WHAT THE EXERCISE ASKS: The expected answer is the data below, retyped exactly.

THE RECORDS:
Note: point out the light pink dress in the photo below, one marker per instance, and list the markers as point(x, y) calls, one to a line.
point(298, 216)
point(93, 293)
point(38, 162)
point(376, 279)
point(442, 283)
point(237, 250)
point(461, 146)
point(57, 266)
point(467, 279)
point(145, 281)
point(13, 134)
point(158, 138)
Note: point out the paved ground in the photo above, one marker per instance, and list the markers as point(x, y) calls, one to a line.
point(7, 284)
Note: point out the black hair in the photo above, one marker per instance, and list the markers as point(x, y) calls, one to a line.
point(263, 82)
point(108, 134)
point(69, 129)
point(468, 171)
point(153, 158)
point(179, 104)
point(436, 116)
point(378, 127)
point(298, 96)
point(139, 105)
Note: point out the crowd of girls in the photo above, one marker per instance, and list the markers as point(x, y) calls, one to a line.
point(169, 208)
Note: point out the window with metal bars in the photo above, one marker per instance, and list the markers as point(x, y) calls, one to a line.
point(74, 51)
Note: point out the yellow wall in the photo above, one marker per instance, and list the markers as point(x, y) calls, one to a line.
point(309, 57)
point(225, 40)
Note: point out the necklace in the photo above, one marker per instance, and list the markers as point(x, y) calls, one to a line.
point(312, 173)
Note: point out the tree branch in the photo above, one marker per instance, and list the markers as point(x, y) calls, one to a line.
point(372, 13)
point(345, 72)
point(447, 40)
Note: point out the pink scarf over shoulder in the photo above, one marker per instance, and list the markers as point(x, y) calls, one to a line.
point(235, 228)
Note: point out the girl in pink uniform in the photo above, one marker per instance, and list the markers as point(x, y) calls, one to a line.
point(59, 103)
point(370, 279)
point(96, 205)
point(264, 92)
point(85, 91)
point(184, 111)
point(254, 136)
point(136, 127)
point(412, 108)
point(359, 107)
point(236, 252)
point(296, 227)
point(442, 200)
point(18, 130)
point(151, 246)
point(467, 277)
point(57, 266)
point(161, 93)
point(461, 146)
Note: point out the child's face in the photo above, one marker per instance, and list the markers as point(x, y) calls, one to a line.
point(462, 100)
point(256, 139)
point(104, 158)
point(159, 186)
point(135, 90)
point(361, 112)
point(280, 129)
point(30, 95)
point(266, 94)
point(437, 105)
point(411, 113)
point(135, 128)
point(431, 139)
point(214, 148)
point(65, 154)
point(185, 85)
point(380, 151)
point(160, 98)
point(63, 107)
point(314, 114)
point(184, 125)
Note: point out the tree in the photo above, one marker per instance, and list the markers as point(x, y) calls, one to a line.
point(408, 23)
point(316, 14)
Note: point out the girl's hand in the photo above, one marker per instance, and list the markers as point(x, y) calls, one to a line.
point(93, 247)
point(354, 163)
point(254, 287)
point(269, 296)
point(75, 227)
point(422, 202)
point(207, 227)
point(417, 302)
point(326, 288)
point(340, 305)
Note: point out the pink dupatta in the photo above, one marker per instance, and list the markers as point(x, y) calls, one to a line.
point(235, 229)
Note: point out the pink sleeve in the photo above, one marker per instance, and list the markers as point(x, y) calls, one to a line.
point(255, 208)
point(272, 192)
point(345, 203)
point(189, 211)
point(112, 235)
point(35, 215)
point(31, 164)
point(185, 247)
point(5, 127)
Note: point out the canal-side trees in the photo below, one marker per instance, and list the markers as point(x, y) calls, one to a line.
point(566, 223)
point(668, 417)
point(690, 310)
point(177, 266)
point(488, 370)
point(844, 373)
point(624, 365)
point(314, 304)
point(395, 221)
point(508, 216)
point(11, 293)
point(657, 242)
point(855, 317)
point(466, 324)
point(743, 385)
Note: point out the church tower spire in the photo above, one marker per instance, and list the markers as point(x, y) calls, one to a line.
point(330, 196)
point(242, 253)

TASK RESULT:
Note: point out the light pink dress in the photo below, one marker per instance, and list the markers as point(x, y) calls, one to a line.
point(298, 216)
point(93, 293)
point(38, 162)
point(376, 279)
point(442, 283)
point(237, 250)
point(461, 146)
point(57, 266)
point(467, 279)
point(145, 281)
point(13, 134)
point(158, 138)
Note: point out the paved ground in the photo above, one marker per instance, and list the markers as point(x, y) calls, one to a line.
point(7, 284)
Note: point out the black hair in the photo above, one marker per instance, and list the markers as point(x, y) calls, one to a line.
point(263, 82)
point(108, 134)
point(69, 129)
point(468, 171)
point(153, 158)
point(179, 104)
point(436, 116)
point(378, 127)
point(298, 96)
point(139, 105)
Note: point out the crowd of girls in the photo above, one marker per instance, and list the markers as point(x, y) calls, one to a line.
point(169, 208)
Note: point out the window with metal bars in the photo above, one marker per instance, and list the markers as point(x, y) calls, one to a line.
point(74, 51)
Note: point out the yellow wall in the photo above, one marker per instance, and list the markers as point(x, y) calls, one to a line.
point(309, 57)
point(225, 40)
Note: point out the necklace in the photo above, one marker per instance, and list the markers as point(x, y) calls, one to a line.
point(312, 173)
Note: point out the tree branch in the photo above, one marker per instance, and list the markers as point(x, y) calls, one to a line.
point(372, 13)
point(345, 72)
point(447, 40)
Note: point out the pink scarf over shoulder in the photo above, one marker per instance, and list the markers as point(x, y) calls, one to a line.
point(235, 228)
Note: point out the girl in pink uniform in the photo above, one marker per instance, and list the markers as point(x, y) calls, one to a line.
point(59, 103)
point(370, 279)
point(96, 205)
point(264, 92)
point(85, 91)
point(184, 111)
point(254, 136)
point(136, 127)
point(412, 108)
point(359, 107)
point(236, 252)
point(296, 227)
point(442, 200)
point(18, 130)
point(151, 246)
point(467, 277)
point(57, 266)
point(161, 93)
point(461, 146)
Note: point out the child's face in the photo above, one marker per instance, and list the markers as point(x, y) calls, one to a line.
point(462, 100)
point(256, 139)
point(104, 158)
point(159, 186)
point(135, 90)
point(361, 112)
point(280, 129)
point(30, 95)
point(266, 94)
point(437, 105)
point(411, 113)
point(135, 128)
point(431, 139)
point(214, 148)
point(65, 154)
point(185, 85)
point(380, 151)
point(160, 98)
point(63, 107)
point(314, 114)
point(184, 125)
Note: point out the tree in the photo above, one marker per instance, and list the markers as point(x, y) calls, one to a line.
point(408, 23)
point(316, 14)
Note: point out the girl's hand in the photo above, one marker per instance, and list the markers as point(x, y) calls, one to a line.
point(93, 247)
point(354, 163)
point(254, 287)
point(269, 296)
point(75, 227)
point(422, 202)
point(207, 227)
point(417, 302)
point(326, 288)
point(340, 305)
Note: point out the pink dupatta in the photo above, one marker per instance, and list the markers as point(x, y) calls, one to a line.
point(235, 229)
Note: point out the pink sleeve in the photo above, one marker per instance, and list the markers as point(x, y) calls, one to a line.
point(255, 208)
point(272, 192)
point(345, 203)
point(189, 211)
point(112, 235)
point(35, 215)
point(31, 164)
point(185, 247)
point(5, 127)
Note: point out the canal-side trees in the photo below, one marker per instance, and list the markers as point(x, y) calls, one to a line.
point(566, 223)
point(668, 417)
point(690, 310)
point(177, 266)
point(488, 370)
point(844, 373)
point(624, 365)
point(314, 304)
point(395, 221)
point(508, 216)
point(11, 293)
point(657, 242)
point(855, 317)
point(466, 324)
point(743, 385)
Note: point out the church tower spire in the photo above, one marker per instance, and list the markers as point(x, y) calls, one to a line.
point(330, 196)
point(242, 253)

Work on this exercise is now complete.